• Point localization data
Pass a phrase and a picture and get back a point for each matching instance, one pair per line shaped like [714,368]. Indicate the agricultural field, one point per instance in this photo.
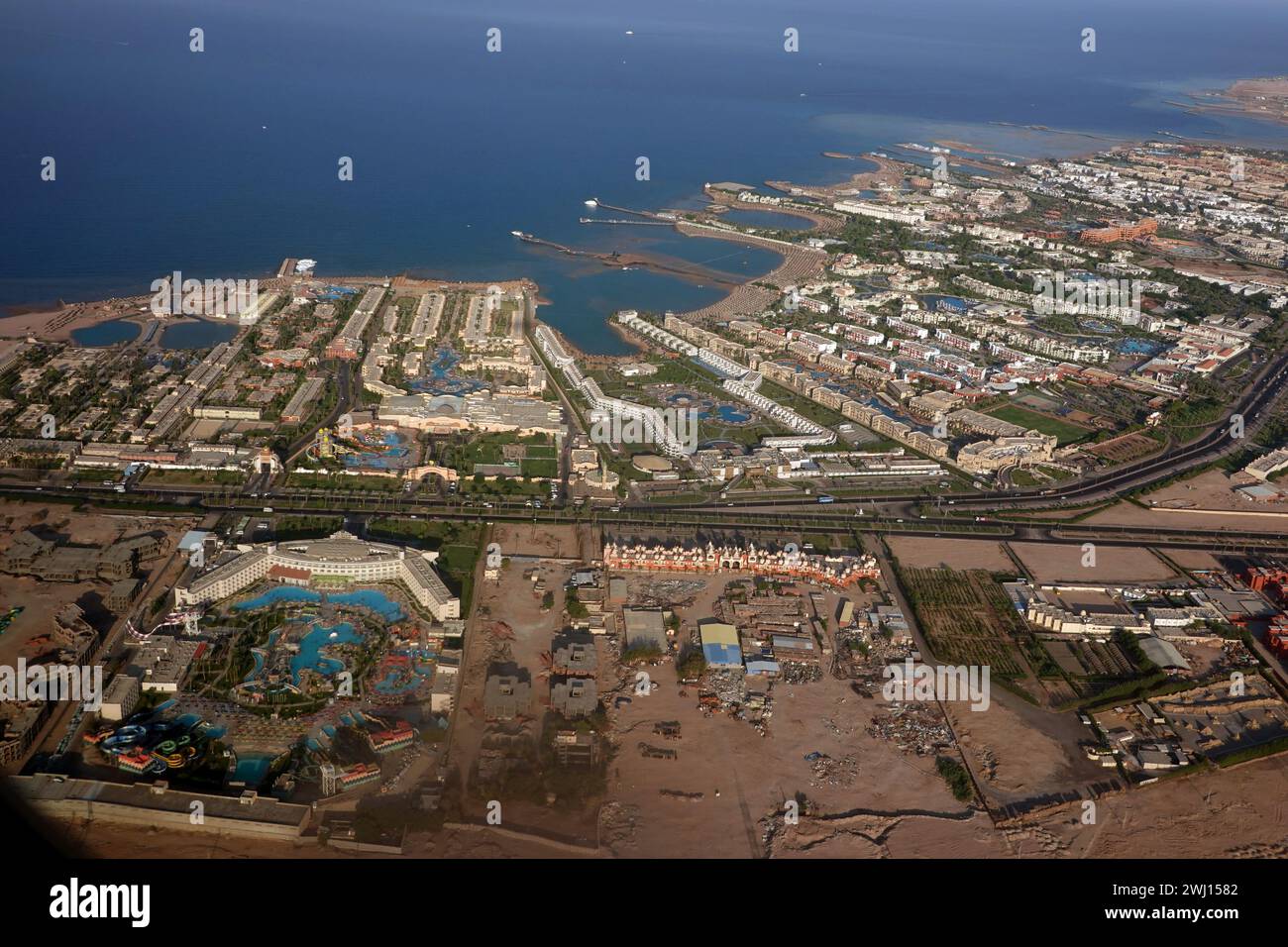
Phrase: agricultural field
[969,620]
[1064,432]
[1093,667]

• Exercise instructions
Copy all the records word for word and keep the pictures out.

• Answer to the exercise
Pass a phrase and a picture and get back a point for each matching instance, one pair per line shaped like [714,368]. Indicate the agricultural field, one point per instance in this photo.
Phrase: agricultural field
[969,620]
[1064,432]
[1093,667]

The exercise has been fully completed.